-- Supplied passage start --

Hamilton Invited to USA Baseball Women’s National Team Trials
One of 40 players looking to make the final 20-player roster
STATESBORO, Ga. – Recent Georgia Southern graduate and former softball student-athlete A.J. Hamilton has played softball for most of her life. For four years, she anchored the Georgia Southern defense from the catcher position, but now, she’s trying her hand at a new sport.
Hamilton is working hard to earn a spot on the 2016 USA Baseball Women’s National Team. Last week, she was one of close to 70 players to travel to Cary, North Carolina where she participated in the second annual Women’s National Open, competing for a chance to earn a spot on the USA Baseball Women’s National Team. Hamilton was one of 40 players to make it one step closer as she was invited to the Women’s National Team Trials which will be held at Cal State, Fullerton August 22-25.
Once the trials are complete, USA Baseball and team manager Jonathan “JP” Pollard will announce the final 20-player roster for the 2016 Women’s National Team, which will be traveling to Gijang City, South Korea, where they will compete in the World Baseball Softball Confederation (WBSC) Women’s Baseball World Cup from September 3-11, 2016.
“I didn’t even know that there was a women’s league in baseball,” Hamilton said. “I worked a camp with a friend of mine and she told me about it and that put it on my radar. During this past season, I talked to Coach Smith about wanting to play professional softball because she has lots of connections there, and she also mentioned baseball. So that really opened my eyes up to the idea and made it more of a reality for me.”
A May 2016 graduate and four-year starter at catcher for the Georgia Southern softball team, Hamilton has never played baseball. While that may seem like a hindrance to some, she chose to focus on learning from those around her as well as those that have already been there. That includes 15 members of last year’s 18-member national squad who have made the 40-player trials roster this year after helping the Women’s National Team win their first-ever gold medal in women’s baseball at the 2015 Pan American Games.
“The girls that were in Cary could really play whether it was softball or baseball,” Hamilton said. “They were all-around athletes. It was really cool to just know that I was compared with them. I made the top-40 just like those 15 did. It was a confident boost for me and helped me realize that I really can do this and I have a legitimate shot to make it very far.

-- Supplied passage end --

◆ **List of tasks**:
• a. Answer these questions from the article on Hamilton's trials invitation:
(i) Where and on what dates will the Women's National Team Trials be held?
(ii) In which city will the 2016 Women's National Team compete in the Women's Baseball World Cup?
(iii) How many members of last year's national squad made the 40-player trials roster?
• b. List every person the article on Hamilton's trials invitation mentions by name.
• c. From the article on Hamilton's trials invitation, reproduce the passage that begins with the words containing "Once the trials" and ends with "September 3-11, 2016.".

-- Material shown start --

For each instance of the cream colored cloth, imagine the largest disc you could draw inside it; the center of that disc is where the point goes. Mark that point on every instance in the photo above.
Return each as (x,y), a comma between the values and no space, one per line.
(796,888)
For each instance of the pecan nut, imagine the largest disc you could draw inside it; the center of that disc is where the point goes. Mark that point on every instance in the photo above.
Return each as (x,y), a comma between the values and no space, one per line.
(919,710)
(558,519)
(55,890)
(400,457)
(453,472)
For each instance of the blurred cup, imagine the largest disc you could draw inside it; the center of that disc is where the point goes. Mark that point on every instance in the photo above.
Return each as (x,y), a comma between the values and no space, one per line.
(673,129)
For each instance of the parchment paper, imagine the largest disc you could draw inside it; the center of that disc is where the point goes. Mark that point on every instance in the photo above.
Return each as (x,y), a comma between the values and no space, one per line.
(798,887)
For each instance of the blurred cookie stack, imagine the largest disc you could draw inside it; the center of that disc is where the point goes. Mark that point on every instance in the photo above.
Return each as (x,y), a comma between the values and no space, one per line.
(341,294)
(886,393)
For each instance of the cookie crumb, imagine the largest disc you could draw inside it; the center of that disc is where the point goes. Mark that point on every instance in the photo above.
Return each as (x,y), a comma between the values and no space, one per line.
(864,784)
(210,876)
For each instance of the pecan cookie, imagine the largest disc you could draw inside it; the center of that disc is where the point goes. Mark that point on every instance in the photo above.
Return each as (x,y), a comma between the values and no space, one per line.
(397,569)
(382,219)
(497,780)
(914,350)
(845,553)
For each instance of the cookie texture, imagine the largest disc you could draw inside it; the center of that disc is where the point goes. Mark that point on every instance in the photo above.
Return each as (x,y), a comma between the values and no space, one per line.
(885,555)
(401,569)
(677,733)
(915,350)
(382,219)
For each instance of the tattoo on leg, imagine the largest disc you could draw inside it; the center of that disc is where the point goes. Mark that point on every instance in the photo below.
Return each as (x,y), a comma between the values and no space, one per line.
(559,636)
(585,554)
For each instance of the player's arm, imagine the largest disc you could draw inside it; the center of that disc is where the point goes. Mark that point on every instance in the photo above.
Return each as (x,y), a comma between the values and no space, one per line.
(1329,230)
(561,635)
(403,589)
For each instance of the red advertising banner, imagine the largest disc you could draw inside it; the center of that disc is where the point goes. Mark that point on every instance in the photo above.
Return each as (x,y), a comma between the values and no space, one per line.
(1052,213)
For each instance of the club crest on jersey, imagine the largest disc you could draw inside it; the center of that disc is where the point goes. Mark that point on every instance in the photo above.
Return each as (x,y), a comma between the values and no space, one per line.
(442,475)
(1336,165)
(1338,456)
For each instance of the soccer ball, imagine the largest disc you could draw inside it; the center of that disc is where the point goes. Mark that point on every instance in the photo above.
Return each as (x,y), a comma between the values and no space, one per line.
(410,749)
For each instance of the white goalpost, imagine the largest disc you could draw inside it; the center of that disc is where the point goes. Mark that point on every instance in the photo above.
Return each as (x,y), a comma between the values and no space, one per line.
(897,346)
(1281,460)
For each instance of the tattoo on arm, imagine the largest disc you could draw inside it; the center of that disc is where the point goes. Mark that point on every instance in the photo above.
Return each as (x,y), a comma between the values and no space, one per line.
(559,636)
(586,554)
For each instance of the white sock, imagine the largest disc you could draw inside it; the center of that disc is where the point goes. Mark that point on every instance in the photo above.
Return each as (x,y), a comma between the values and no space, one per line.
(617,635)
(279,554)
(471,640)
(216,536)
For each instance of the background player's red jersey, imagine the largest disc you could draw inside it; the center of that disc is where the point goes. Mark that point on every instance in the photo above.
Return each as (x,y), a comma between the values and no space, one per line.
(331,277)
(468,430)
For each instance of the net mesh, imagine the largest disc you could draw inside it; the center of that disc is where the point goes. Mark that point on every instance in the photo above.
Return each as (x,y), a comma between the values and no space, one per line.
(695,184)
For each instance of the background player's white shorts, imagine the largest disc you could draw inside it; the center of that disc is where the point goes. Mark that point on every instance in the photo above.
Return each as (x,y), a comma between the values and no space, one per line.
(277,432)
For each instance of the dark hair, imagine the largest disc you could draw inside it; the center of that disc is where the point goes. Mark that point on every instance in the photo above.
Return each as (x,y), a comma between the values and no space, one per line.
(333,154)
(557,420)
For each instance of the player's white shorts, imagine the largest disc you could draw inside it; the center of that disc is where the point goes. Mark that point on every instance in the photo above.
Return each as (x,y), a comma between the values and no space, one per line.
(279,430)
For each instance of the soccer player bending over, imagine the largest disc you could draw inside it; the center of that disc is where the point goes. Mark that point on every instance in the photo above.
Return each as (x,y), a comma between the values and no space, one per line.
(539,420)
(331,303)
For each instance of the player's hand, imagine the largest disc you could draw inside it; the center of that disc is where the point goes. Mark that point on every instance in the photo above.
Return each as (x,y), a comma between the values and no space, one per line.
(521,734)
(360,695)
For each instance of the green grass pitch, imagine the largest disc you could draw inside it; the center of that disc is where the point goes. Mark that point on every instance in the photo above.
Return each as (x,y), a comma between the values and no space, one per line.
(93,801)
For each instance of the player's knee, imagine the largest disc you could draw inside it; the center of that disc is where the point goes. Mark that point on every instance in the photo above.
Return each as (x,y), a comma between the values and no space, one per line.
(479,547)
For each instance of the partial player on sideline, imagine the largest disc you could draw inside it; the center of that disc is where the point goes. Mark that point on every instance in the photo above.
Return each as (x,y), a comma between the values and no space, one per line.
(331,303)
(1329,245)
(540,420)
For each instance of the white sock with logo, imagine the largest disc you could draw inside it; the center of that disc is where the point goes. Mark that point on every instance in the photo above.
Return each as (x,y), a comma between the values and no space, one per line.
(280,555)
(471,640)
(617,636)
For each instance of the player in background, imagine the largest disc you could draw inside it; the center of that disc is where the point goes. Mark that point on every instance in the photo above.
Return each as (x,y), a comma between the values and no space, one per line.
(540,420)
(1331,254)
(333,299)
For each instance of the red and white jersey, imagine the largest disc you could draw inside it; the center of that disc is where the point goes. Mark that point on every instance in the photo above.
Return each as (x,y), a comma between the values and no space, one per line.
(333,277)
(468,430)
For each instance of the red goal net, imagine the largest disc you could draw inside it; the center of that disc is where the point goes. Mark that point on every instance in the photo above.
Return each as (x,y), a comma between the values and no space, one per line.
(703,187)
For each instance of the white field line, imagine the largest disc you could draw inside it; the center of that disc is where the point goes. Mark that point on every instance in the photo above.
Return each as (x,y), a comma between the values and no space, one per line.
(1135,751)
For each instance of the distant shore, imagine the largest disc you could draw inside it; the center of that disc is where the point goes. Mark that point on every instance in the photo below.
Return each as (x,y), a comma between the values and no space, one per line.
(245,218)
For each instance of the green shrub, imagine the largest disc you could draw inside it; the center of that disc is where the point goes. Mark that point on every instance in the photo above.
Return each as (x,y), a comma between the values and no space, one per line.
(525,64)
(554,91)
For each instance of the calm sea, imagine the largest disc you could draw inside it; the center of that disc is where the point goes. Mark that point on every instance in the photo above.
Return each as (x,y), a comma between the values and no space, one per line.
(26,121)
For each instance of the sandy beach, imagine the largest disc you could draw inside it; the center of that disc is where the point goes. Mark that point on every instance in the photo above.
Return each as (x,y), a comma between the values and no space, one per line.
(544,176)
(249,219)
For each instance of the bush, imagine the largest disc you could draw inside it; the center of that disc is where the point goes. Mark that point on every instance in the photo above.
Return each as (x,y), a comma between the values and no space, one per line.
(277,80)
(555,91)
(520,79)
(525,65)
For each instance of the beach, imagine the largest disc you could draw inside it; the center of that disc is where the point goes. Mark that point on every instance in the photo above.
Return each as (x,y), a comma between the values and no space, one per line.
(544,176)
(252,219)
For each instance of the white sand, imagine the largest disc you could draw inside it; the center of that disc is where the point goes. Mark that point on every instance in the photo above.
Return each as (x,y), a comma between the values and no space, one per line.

-- Material shown end --

◆ **Task-by-task answers**:
• a.
(i) At Cal State, Fullerton, August 22-25.
(ii) Gijang City, South Korea.
(iii) 15.

• b. A.J. Hamilton; Jonathan "JP" Pollard; Coach Smith.

• c.
Once the trials are complete, USA Baseball and team manager Jonathan “JP” Pollard will announce the final 20-player roster for the 2016 Women’s National Team, which will be traveling to Gijang City, South Korea, where they will compete in the World Baseball Softball Confederation (WBSC) Women’s Baseball World Cup from September 3-11, 2016.